To do >> Give back the full set of entries exactly, keeping each line intact.

══ Material for this task ══

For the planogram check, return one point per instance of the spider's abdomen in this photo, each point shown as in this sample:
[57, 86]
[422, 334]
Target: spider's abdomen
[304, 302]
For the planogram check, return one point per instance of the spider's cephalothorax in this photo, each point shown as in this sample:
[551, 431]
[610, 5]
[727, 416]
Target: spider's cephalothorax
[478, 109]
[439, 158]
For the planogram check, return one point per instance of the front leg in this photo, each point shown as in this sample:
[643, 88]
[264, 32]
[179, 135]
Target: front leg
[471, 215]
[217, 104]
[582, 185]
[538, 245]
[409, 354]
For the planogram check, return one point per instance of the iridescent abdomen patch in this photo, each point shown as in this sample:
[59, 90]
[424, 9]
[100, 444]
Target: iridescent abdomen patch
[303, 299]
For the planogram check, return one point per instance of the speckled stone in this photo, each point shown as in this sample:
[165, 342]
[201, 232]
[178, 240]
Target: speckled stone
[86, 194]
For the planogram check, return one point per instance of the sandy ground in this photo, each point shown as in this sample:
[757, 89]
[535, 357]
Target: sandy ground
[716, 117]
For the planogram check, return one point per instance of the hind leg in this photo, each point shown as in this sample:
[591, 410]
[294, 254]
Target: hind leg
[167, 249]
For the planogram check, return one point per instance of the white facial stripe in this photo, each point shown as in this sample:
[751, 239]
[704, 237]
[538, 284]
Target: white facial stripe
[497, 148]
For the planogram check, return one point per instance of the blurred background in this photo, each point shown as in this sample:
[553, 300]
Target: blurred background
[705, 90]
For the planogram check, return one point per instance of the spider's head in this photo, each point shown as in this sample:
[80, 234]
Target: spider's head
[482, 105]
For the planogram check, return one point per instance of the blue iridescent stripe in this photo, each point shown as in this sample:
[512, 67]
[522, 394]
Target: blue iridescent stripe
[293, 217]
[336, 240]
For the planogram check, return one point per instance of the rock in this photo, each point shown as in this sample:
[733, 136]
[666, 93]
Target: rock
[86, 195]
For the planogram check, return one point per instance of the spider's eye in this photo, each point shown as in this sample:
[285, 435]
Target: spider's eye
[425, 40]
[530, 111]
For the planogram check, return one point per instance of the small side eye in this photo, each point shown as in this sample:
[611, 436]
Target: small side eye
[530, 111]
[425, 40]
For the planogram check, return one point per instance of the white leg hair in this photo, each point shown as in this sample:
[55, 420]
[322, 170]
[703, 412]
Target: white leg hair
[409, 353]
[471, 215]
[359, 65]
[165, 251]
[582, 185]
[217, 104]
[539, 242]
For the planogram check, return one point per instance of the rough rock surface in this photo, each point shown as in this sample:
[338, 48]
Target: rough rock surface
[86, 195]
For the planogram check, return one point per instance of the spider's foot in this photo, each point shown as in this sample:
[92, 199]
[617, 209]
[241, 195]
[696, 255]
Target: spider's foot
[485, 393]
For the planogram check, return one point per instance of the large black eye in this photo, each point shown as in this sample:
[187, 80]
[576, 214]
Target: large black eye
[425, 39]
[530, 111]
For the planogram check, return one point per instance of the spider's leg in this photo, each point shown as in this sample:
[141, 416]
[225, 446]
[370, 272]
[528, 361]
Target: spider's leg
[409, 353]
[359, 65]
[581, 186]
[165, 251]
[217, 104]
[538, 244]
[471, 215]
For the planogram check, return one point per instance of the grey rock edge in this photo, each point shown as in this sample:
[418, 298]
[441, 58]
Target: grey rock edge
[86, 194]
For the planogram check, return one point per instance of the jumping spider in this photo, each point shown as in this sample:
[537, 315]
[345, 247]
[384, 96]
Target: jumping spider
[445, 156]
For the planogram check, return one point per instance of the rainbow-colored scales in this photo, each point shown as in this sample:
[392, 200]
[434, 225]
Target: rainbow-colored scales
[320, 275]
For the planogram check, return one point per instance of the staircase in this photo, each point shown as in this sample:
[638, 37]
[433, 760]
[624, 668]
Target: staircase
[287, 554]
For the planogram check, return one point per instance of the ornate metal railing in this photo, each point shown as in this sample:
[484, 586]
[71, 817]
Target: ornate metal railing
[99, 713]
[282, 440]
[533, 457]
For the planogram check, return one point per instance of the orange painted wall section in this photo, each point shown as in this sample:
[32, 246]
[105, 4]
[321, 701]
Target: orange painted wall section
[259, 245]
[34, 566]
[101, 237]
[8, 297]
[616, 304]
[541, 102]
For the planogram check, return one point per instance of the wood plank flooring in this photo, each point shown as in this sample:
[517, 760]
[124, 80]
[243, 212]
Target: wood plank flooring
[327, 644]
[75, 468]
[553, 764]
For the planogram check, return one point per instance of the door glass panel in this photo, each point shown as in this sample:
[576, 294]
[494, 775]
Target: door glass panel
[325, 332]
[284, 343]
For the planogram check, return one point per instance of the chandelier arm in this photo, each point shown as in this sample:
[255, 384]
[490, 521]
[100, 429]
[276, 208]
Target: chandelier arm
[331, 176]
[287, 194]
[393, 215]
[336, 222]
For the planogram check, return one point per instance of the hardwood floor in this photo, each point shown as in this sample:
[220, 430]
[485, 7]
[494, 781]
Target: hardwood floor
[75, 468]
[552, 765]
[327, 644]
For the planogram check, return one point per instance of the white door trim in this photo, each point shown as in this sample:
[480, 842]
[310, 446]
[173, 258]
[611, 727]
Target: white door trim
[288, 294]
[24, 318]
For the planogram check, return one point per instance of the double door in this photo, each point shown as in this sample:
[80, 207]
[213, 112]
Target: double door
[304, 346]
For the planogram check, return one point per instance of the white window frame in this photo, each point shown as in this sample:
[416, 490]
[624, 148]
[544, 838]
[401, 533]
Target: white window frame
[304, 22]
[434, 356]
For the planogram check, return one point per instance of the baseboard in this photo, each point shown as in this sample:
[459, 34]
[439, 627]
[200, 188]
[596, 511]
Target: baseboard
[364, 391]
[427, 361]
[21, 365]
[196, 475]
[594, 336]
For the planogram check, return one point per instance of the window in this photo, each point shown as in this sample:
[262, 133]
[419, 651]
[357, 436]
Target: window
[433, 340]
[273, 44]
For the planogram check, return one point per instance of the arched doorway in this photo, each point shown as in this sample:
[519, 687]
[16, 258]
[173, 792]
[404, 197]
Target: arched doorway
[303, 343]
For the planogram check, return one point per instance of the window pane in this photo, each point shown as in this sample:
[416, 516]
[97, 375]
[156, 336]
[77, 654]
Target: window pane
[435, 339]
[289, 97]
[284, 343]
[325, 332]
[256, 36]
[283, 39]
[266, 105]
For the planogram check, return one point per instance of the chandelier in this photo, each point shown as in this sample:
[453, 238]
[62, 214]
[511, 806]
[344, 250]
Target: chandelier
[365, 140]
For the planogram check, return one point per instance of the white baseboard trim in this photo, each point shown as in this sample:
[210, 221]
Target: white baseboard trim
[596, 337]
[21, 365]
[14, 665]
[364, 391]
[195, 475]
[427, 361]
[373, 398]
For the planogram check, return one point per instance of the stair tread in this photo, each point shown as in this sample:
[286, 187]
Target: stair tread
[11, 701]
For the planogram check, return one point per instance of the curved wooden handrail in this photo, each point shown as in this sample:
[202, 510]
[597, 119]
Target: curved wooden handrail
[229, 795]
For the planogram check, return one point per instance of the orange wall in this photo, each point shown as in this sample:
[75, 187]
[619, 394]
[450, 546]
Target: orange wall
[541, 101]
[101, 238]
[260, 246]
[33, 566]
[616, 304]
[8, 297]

═══

Task answer >>
For the planogram check, return one point per instance of the spider's abdomen in this photo, each point shown as in this sample:
[57, 86]
[422, 334]
Target: spider's abdomen
[304, 302]
For the planogram check, return one point per instance of the spider's cephalothorax in this photo, each point shown as in this sample:
[551, 431]
[610, 5]
[727, 416]
Target: spider's cephalothorax
[478, 109]
[439, 158]
For the planogram check, return one point per instance of the front leg in this photo, each point shown as in this sample:
[643, 88]
[264, 32]
[179, 135]
Target: front leg
[471, 215]
[217, 104]
[582, 185]
[538, 245]
[409, 354]
For the planogram check, return one point per instance of the iridescent abdomen patch in this photo, each point shown as in this sample:
[59, 90]
[424, 9]
[100, 444]
Target: iridescent abdomen patch
[303, 299]
For the planogram check, return one point per instance of the speckled stone in this photo, each point shown as in this sample:
[165, 342]
[201, 232]
[178, 240]
Target: speckled stone
[86, 194]
For the planogram check, return one point per instance of the sandy ground in this photo, each point shown as in this sample:
[757, 89]
[535, 357]
Target: sandy ground
[716, 117]
For the planogram check, return one point per instance of the hind leg in this photo, each point shown as in this sample:
[591, 410]
[294, 254]
Target: hind leg
[167, 249]
For the planogram check, return one point per instance of the white facial stripe in this photo, each point shown as in this sample:
[751, 239]
[704, 237]
[538, 284]
Target: white facial stripe
[497, 148]
For the planogram check, return one point per instance of the blurred background in this photo, each point shown as in this sample:
[553, 300]
Target: blurred background
[705, 90]
For the planogram check, return one point per instance of the spider's head in this photo, each point shown as in this sample:
[80, 234]
Target: spider's head
[482, 105]
For the planogram check, return one point per instance of the blue iridescent stripe in this photo, each point shown as in this sample:
[512, 67]
[522, 394]
Target: blue iridescent stripe
[293, 217]
[336, 240]
For the planogram check, return one point per instance of the rock in this photo, each point shown as in this sample:
[733, 136]
[666, 93]
Target: rock
[86, 195]
For the planogram check, return one point per instance of the spider's eye in this photo, each point shown as in this sample:
[285, 435]
Target: spider's eye
[425, 40]
[530, 111]
For the planogram check, return one point per instance of the small side eye in this photo, each point shown as in this sample:
[611, 436]
Target: small side eye
[530, 111]
[425, 40]
For the planogram check, return one point per instance of the white leg hair in this photo, each point shown as in this sample:
[55, 420]
[322, 170]
[703, 412]
Target: white leg hair
[409, 353]
[471, 215]
[359, 65]
[165, 251]
[582, 185]
[217, 104]
[539, 242]
For the planogram check, return one point per instance of the rough rock surface in this photo, each point shown as in this sample:
[338, 48]
Target: rough rock surface
[86, 195]
For the planogram check, return one point per instance of the spider's foot in this photo, each point shown as in this sample:
[92, 199]
[617, 209]
[241, 195]
[696, 255]
Target: spider's foot
[485, 393]
For the planogram check, return one point per instance of the large black eye in this photo, each point shown as in this sample:
[187, 80]
[576, 214]
Target: large black eye
[425, 39]
[530, 111]
For the planogram check, return one point per instance of the spider's leg in this photo, each point shown as in this sample:
[141, 416]
[225, 446]
[370, 272]
[528, 361]
Target: spider's leg
[409, 353]
[359, 65]
[581, 186]
[165, 251]
[217, 104]
[538, 244]
[471, 215]
For the planogram check, return one point per instance of the grey rock edge in this photo, each point shown as in this sample:
[418, 298]
[441, 58]
Target: grey rock edge
[86, 194]
For the planogram check, return one point per instance of the jumping spider in this photo, each point shown as in this sample:
[537, 315]
[345, 247]
[384, 96]
Target: jumping spider
[445, 156]
For the planogram check, return one point per instance of the rainbow-colored scales in this photo, each point shown as in this sample:
[392, 200]
[434, 225]
Target: rainbow-colored scales
[320, 275]
For the planogram check, return one point per instance of the staircase in this photo, each point shown as in this sample:
[638, 37]
[433, 760]
[624, 668]
Target: staircase
[287, 554]
For the planogram check, return one point per instance of the ornate metal railing in this photo, each point shown as in this sample:
[484, 586]
[71, 817]
Target: ornate metal railing
[99, 713]
[282, 440]
[533, 457]
For the planogram check, return one point per instance of the orange painted wall section in this photo, each point shown as in this sample:
[32, 246]
[105, 4]
[321, 701]
Target: orange painted wall section
[259, 245]
[34, 566]
[101, 237]
[8, 297]
[616, 304]
[541, 102]
For the planogram check, return one point per instance of the wood plank flooring in this photo, each point shown as in this sample:
[517, 760]
[124, 80]
[243, 212]
Target: wood plank flooring
[327, 644]
[75, 468]
[553, 764]
For the planogram check, return one point per instance of the door glass panel in this photo, each point shown as in this sample:
[576, 294]
[494, 775]
Target: door glass panel
[325, 332]
[284, 343]
For the planogram check, return one point per instance of the chandelier arm in this photo, each point shown as in this sample:
[255, 384]
[490, 521]
[100, 429]
[276, 208]
Target: chandelier arm
[331, 176]
[287, 194]
[393, 215]
[336, 222]
For the planogram check, return one point per instance of the hardwood floor in this photo, each point shown as in this sample:
[220, 430]
[485, 7]
[494, 781]
Target: hardwood floor
[75, 468]
[552, 765]
[327, 644]
For the planogram check, return one point per instance of the white door trim in this photo, each point shown as in this sample:
[480, 842]
[310, 446]
[173, 258]
[611, 727]
Target: white door trim
[288, 294]
[24, 318]
For the planogram check, return one point per instance of the double door in this photo, each point shown as in this sample:
[80, 207]
[213, 112]
Target: double door
[304, 346]
For the planogram check, return one point per instance of the white window frame in this photo, each point shown as in this sample:
[416, 490]
[624, 148]
[544, 838]
[401, 533]
Target: white window frame
[304, 22]
[434, 356]
For the planogram check, return one point per instance of the baseboard in this photo, each point shown as in this sample:
[459, 34]
[439, 627]
[200, 188]
[596, 511]
Target: baseboard
[364, 391]
[427, 361]
[21, 365]
[196, 475]
[594, 336]
For the planogram check, return one point per instance of the window in this photo, each point shown as in this sample:
[262, 133]
[419, 651]
[357, 436]
Target: window
[433, 340]
[273, 44]
For the planogram check, return one point per instance of the arched doorway in this photo, each point shown as in this sample:
[519, 687]
[16, 258]
[173, 792]
[404, 197]
Target: arched doorway
[303, 343]
For the planogram check, return one point per instance of the window pane in this photo, each point shown as in this sample:
[416, 516]
[97, 375]
[156, 336]
[77, 654]
Target: window pane
[435, 339]
[289, 97]
[284, 343]
[325, 332]
[256, 36]
[283, 39]
[266, 105]
For the planogram check, return one point per instance of the chandelier in this photo, each point shown as in this sample:
[453, 238]
[62, 214]
[511, 806]
[344, 250]
Target: chandelier
[365, 140]
For the planogram check, return one point per instance of the white baseboard trim in this photo, each point shown as in this sample:
[210, 221]
Target: white baseboard trim
[596, 337]
[21, 365]
[14, 665]
[364, 391]
[195, 475]
[427, 361]
[373, 398]
For the planogram check, return one point per instance of the stair tread in this photo, each point shown as in this sample:
[286, 187]
Target: stair tread
[11, 701]
For the planogram check, return one point per instance of the curved wooden handrail in this photo, each point shown as in this sample:
[202, 510]
[597, 119]
Target: curved wooden handrail
[229, 795]
For the planogram check, return one point per instance of the orange wall in this photo, each point shown as in this sample:
[75, 187]
[619, 394]
[450, 546]
Target: orange wall
[541, 101]
[101, 238]
[260, 246]
[33, 566]
[616, 304]
[8, 297]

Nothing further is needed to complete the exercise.